### GIVEN TEXT
Sweden lowers age requirement for legal gender change with landmark vote

The new legislation will allow those as young as 16 to pursue legal gender change services with parental permission.

Swedish flag flying on the streets of Stockholm.
Image: Shutterstock, Sweden voted to lower the age requirement for those seeking legal gender change services to 16 on Wednesday, April 20.

In 1972, Sweden made history as the first country in the world to legalise gender-affirming surgery. On Wednesday, April 17, the country made history once again as members of the Parliament in Sweden approved a motion to lower the age requirement for those seeking to legally change their gender to 16. Previously, legislation required trans and non-binary Swedes to be 18 years old before beginning the process to legally change their gender and/or undergo gender-affirming surgeries

Those under the age of 18 seeking Sweden’s new gender-change services will still require permission from a parent or guardian, a doctor, and the National Board of Health and Welfare. However, the newly approved legislation will no longer require applicants to have a formal gender dysphoria diagnosis.

Those over 18 will no longer require permission from the National Board of Health and Welfare to pursue legal gender change services or to undergo gender-affirming surgeries. Similar laws have recently been passed in countries like Denmark, Norway, Finland, and Spain. 

Yesterday’s vote passed through the Swedish Parliament in a landslide, with 234 MPs voting in favour of the legislation. 94 MPs voted against the motion, while an additional 21 lawmakers were absent during the vote and the nearly six-hour debate that preceded it. 

Johan Hultberg, a member of the Moderates of Sweden, referred to the legislation as “a cautious but important reform for a vulnerable group.” Swedish Prime Minister Ulf Kristersson similarly called the outcome of Wednesday’s vote “gratifying”.

### TASK DIRECTIONS
Please state how many MPs voted in favor of the legislation, according to the article on Sweden's legal gender change vote.

Records contained in a dataset:
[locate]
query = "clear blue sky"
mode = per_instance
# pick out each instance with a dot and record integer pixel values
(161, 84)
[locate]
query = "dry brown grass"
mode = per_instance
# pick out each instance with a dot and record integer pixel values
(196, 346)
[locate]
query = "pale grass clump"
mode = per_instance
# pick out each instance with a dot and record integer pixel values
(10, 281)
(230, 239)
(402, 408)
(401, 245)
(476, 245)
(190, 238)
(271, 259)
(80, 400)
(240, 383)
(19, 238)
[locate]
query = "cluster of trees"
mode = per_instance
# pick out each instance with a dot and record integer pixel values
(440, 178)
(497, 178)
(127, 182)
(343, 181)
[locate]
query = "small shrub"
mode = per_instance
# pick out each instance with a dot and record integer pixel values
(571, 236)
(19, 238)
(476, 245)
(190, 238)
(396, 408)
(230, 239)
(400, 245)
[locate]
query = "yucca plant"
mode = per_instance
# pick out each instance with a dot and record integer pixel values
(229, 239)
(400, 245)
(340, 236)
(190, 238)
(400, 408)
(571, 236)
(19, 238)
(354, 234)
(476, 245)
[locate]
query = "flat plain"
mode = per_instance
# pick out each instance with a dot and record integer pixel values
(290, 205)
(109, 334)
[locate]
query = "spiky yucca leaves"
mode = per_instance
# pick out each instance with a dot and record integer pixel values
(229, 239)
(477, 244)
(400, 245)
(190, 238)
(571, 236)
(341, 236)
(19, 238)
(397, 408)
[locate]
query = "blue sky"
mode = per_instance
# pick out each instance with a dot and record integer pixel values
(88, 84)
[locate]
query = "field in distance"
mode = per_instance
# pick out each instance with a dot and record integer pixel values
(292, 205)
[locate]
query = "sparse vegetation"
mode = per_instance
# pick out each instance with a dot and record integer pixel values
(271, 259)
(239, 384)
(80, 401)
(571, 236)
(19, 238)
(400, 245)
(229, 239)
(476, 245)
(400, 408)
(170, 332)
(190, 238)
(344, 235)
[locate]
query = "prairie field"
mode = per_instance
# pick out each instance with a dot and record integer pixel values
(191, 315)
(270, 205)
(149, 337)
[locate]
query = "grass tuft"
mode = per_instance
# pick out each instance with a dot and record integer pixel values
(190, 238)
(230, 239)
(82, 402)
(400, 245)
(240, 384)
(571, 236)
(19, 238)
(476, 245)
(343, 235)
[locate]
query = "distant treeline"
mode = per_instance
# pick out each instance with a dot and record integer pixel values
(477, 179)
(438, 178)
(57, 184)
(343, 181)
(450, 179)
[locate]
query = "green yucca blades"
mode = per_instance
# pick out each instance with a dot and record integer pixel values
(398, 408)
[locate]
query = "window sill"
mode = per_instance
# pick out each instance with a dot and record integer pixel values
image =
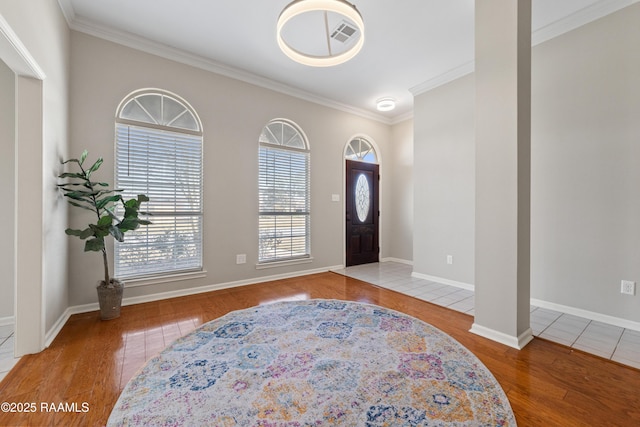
(166, 278)
(274, 264)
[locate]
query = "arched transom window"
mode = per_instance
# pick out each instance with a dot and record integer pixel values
(159, 154)
(284, 193)
(361, 150)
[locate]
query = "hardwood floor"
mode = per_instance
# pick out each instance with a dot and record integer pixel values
(90, 361)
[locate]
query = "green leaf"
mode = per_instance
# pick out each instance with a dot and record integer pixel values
(105, 221)
(116, 233)
(72, 175)
(129, 224)
(83, 234)
(94, 245)
(101, 203)
(100, 231)
(95, 166)
(81, 206)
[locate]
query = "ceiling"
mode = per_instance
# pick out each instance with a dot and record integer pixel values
(410, 45)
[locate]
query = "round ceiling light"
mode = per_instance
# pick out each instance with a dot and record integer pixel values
(320, 33)
(386, 104)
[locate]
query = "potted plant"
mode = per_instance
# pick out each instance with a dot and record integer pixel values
(96, 197)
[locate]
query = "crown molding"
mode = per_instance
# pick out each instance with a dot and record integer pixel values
(14, 53)
(145, 45)
(548, 32)
(443, 78)
(578, 19)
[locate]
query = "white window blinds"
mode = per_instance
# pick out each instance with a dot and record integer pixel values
(167, 167)
(283, 183)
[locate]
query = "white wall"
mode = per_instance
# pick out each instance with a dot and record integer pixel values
(45, 34)
(7, 189)
(585, 215)
(233, 114)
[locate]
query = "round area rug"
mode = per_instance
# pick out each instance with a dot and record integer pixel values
(314, 363)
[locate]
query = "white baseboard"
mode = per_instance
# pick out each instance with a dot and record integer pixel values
(57, 327)
(398, 260)
(7, 321)
(444, 281)
(591, 315)
(86, 308)
(515, 342)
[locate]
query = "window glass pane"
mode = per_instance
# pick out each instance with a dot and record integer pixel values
(165, 165)
(361, 150)
(283, 183)
(133, 111)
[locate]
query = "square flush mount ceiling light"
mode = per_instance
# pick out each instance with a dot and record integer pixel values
(320, 33)
(385, 104)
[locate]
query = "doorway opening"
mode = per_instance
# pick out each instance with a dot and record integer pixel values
(362, 203)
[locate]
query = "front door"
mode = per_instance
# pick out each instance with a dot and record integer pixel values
(363, 180)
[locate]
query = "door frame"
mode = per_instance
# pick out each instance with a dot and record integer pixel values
(343, 192)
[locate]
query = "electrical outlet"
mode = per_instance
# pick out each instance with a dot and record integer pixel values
(628, 287)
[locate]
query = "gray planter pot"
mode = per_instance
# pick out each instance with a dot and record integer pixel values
(110, 299)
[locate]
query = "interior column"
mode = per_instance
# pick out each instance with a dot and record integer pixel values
(503, 169)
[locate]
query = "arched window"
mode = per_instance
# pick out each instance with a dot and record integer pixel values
(159, 154)
(283, 188)
(361, 150)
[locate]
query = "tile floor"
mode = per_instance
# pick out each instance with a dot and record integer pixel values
(7, 361)
(608, 341)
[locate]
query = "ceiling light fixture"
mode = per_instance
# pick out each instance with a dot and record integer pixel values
(320, 33)
(385, 104)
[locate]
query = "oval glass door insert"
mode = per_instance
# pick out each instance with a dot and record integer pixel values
(362, 197)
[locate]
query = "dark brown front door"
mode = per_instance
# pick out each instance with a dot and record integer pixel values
(362, 212)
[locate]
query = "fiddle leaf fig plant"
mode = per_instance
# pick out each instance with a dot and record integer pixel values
(83, 192)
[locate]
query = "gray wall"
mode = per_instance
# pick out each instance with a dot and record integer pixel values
(399, 219)
(233, 114)
(7, 190)
(45, 34)
(585, 215)
(586, 166)
(444, 193)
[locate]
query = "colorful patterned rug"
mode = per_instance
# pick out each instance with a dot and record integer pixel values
(314, 363)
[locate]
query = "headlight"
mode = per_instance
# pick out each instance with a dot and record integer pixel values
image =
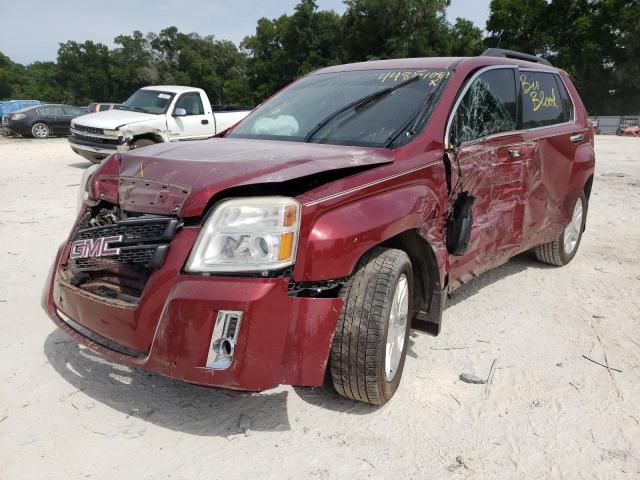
(84, 190)
(248, 234)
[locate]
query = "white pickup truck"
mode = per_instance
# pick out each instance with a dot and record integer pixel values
(164, 113)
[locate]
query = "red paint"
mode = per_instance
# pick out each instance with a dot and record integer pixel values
(284, 339)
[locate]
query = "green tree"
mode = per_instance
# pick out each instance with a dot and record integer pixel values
(595, 41)
(132, 65)
(7, 67)
(85, 71)
(396, 29)
(285, 48)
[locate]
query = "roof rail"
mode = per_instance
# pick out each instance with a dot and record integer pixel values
(501, 52)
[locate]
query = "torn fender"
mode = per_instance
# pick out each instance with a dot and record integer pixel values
(339, 238)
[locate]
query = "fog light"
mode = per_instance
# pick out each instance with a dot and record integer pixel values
(224, 339)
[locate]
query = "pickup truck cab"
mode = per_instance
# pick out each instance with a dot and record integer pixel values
(305, 243)
(157, 114)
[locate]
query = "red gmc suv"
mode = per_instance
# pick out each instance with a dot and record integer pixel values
(302, 245)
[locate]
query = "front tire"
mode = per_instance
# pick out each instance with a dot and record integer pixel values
(40, 130)
(562, 250)
(370, 343)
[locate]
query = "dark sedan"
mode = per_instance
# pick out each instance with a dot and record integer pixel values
(42, 121)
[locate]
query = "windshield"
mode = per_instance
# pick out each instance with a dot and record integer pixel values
(148, 101)
(313, 109)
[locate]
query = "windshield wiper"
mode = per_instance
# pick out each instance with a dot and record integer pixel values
(412, 125)
(355, 105)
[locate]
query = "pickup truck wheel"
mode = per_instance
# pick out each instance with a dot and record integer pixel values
(143, 142)
(562, 250)
(370, 343)
(40, 130)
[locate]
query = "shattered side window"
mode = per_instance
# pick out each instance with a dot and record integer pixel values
(488, 107)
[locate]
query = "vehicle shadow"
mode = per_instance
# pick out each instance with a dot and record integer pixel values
(208, 411)
(163, 401)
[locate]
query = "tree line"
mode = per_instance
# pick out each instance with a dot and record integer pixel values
(596, 41)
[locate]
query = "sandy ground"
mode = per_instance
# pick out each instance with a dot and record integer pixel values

### ANSWER FOR THIS EXERCISE
234 MPs voted in favor of it.